#### Document text:
****************************************
Fall Contact Days- Update 9/24

Update as of 9/24 

Next week the Warriors will be adding Girls Badminton and Cheer to our Fall Contact Days. Please see the full list and sport-specific contact information below. We will continue to communicate any changes to our programs as they arise. 

Greetings from Willowbrook High School.

We hope this message finds you safe, healthy, and well.

As we prepare for the winter, spring, and summer athletic seasons we would like to share information related to the start of our Fall Contact Days. 

During the Fall Contact Period, schools can conduct contact days that are consistent with the Illinois All-Sports Policy guidelines. Fall Contact Days will run from September 21st thru October 31st and each program will send their schedule once registration is completed. 

The health and safety of our students and staff is our highest priority. Therefore, Willowbrook will be hosting contact days outdoors on our campus and the following precautions will be practiced daily. Fall Contact Day Expectations

All staff and students will be required to complete daily temperature and symptom screenings, masks are required to be worn at all times, and hands and equipment will be sanitized before, during, and after all practices.
****************************************
#### Data items:
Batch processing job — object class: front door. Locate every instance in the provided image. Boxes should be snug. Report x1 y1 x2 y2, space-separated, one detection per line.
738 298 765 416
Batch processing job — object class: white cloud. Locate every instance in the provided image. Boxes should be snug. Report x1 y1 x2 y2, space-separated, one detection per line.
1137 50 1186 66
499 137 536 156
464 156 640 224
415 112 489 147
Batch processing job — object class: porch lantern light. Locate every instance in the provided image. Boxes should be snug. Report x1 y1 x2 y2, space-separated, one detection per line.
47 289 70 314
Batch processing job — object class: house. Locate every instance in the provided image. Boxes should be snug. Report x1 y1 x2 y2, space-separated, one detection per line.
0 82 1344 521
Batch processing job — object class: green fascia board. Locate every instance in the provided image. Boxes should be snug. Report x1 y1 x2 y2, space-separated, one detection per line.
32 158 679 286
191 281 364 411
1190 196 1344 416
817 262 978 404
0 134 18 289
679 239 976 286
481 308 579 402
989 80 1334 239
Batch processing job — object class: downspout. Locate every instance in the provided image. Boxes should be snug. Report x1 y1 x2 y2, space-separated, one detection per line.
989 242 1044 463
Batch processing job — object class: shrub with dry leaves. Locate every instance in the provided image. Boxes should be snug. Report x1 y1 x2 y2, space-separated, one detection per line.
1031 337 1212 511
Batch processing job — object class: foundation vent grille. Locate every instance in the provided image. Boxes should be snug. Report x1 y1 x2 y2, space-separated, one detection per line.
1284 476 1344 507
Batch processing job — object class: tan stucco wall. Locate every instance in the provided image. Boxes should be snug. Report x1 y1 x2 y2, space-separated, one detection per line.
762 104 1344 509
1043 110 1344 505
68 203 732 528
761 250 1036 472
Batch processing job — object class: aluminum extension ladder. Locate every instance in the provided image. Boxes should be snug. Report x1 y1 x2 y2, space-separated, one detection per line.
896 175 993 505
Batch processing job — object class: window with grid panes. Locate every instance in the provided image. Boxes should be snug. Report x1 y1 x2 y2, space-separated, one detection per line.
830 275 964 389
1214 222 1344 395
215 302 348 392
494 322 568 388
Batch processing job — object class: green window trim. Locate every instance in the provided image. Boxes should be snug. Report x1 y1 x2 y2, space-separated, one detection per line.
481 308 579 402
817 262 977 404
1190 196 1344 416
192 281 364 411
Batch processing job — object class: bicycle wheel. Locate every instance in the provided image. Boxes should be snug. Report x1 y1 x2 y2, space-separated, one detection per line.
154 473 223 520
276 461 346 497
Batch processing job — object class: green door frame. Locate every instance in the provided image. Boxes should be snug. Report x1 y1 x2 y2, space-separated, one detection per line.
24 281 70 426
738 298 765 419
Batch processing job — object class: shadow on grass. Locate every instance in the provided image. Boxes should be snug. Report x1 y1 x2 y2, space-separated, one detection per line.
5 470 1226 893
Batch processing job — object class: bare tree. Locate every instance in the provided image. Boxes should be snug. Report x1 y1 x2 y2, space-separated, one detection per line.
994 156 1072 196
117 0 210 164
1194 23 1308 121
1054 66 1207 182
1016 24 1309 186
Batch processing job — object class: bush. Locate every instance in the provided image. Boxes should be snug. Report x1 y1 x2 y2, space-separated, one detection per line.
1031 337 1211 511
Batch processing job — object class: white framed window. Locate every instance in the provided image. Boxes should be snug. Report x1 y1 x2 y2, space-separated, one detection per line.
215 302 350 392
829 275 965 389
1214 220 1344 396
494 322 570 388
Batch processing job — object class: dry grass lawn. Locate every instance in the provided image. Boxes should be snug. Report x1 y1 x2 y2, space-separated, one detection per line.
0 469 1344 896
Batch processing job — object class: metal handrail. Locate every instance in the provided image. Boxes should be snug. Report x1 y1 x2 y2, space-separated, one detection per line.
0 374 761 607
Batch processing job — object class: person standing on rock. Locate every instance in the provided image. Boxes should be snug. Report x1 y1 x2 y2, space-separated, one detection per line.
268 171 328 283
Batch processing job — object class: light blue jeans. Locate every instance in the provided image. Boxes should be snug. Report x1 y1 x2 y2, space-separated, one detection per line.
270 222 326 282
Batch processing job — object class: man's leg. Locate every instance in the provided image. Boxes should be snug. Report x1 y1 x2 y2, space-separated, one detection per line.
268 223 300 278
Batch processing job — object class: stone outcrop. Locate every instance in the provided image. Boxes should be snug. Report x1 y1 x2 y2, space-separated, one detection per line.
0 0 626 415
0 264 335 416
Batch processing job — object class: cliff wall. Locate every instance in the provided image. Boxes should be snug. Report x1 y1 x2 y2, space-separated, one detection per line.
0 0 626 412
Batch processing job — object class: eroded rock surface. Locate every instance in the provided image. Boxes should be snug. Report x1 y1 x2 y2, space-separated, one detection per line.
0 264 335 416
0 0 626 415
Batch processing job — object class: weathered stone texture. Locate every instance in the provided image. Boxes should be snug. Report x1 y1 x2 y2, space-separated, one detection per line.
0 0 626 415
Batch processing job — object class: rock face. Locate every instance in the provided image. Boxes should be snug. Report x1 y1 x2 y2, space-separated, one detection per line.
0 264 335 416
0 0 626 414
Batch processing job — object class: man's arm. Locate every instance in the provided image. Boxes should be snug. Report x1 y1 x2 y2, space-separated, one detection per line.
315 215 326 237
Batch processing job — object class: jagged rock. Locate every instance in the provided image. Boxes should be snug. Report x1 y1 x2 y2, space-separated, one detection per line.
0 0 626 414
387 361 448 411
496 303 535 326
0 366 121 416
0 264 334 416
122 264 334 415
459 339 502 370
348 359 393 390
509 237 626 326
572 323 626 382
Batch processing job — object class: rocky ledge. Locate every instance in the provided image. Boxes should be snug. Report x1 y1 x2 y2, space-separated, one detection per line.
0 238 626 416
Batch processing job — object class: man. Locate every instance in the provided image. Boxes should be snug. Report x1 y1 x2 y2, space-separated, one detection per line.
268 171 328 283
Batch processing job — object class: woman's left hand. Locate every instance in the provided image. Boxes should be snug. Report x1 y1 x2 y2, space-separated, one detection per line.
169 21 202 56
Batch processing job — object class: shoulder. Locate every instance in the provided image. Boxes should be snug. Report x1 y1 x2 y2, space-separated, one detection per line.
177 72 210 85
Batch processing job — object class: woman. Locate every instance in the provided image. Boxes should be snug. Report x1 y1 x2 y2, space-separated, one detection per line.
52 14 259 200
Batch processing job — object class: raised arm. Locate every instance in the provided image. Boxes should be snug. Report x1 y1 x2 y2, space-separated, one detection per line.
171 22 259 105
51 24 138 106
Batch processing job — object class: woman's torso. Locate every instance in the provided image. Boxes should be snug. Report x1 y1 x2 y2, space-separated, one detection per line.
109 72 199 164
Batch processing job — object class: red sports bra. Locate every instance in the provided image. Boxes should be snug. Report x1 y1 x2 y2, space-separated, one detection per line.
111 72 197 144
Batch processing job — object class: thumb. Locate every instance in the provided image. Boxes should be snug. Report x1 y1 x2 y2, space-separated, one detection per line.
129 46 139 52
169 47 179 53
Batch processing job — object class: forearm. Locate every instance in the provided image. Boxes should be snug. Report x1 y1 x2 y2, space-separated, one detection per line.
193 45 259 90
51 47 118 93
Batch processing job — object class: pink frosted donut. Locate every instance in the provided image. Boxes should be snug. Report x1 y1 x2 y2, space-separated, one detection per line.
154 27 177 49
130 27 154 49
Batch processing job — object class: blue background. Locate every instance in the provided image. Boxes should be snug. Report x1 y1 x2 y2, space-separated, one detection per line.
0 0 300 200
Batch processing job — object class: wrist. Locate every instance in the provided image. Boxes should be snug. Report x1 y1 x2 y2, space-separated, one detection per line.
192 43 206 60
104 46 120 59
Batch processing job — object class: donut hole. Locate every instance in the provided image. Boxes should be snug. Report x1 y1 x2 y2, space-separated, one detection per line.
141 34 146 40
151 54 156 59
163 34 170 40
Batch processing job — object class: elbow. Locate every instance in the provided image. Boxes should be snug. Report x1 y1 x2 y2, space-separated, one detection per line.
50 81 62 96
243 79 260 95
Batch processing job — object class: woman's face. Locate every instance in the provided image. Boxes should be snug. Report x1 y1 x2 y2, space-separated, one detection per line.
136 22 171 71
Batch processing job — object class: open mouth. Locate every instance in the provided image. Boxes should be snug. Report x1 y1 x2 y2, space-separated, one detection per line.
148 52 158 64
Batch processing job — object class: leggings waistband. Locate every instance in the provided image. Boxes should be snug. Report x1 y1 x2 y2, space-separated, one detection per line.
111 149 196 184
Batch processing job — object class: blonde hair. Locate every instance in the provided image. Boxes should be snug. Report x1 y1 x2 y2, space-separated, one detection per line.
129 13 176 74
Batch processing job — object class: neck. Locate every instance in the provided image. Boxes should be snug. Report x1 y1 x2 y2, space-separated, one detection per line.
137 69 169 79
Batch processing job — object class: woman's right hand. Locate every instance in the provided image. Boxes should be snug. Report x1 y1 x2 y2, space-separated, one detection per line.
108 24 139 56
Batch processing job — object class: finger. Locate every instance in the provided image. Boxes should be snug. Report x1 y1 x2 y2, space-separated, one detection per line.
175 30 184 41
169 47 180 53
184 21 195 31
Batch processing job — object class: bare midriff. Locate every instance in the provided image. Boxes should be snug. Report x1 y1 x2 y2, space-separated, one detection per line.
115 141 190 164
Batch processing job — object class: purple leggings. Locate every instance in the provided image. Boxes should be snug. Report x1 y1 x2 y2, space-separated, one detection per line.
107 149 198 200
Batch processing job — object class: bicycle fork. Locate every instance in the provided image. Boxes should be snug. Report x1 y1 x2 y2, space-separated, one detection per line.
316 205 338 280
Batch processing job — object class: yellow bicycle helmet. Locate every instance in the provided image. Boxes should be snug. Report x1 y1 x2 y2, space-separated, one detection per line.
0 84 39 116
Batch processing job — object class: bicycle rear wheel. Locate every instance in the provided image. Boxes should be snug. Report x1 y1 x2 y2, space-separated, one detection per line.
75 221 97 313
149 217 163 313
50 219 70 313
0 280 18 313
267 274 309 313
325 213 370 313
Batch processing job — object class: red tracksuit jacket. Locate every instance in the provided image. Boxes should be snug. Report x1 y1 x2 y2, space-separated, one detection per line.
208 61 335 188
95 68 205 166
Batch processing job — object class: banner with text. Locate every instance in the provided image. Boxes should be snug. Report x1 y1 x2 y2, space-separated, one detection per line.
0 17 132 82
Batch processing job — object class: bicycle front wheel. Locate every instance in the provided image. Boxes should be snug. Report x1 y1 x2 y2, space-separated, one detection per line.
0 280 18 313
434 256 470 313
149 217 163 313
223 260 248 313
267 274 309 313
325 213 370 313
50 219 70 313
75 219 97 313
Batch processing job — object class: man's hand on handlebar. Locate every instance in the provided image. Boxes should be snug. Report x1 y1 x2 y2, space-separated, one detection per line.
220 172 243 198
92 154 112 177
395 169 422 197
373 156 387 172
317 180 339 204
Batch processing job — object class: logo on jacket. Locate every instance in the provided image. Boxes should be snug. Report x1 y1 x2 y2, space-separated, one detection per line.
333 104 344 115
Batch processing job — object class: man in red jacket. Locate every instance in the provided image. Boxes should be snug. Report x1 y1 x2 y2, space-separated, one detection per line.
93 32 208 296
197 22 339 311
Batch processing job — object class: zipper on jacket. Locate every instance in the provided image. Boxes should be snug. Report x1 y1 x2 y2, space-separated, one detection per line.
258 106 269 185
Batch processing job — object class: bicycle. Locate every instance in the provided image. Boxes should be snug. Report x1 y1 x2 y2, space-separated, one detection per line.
****************************************
#### Exercise objective:
Please write what comes next in the Willowbrook High School Fall Contact Days announcement, picking up right after its final sentence.

#### Written answer:
Contact days are only open to students who are not currently participating in a fall sport. Once their fall sports season (Boys and Girls Cross Country, Boys and Girls Golf, Girls Swimming, and Girls Tennis) has concluded, they may register and attend. Any student who quits a current fall sport will not be allowed to participate in a contact day for any other sport until the fall sport has finished their season. Athletes and coaches will only be allowed to participate in one practice per day. 

Map of pick up/drop off sites: LINK

Registration

Please visit our website at il.8to18.com/willowbrook to register for a sport. If you need instructions to register, they are located on the front page of the website under the resources section. Once you have registered, your coach will be in contact with you to inform you of the fall contact day information and sport-specific protocols. Current sports offering contact days: Baseball, Softball, Girls Volleyball, Poms, Cheer, Badminton, Girls Soccer, Boys Soccer, and Football.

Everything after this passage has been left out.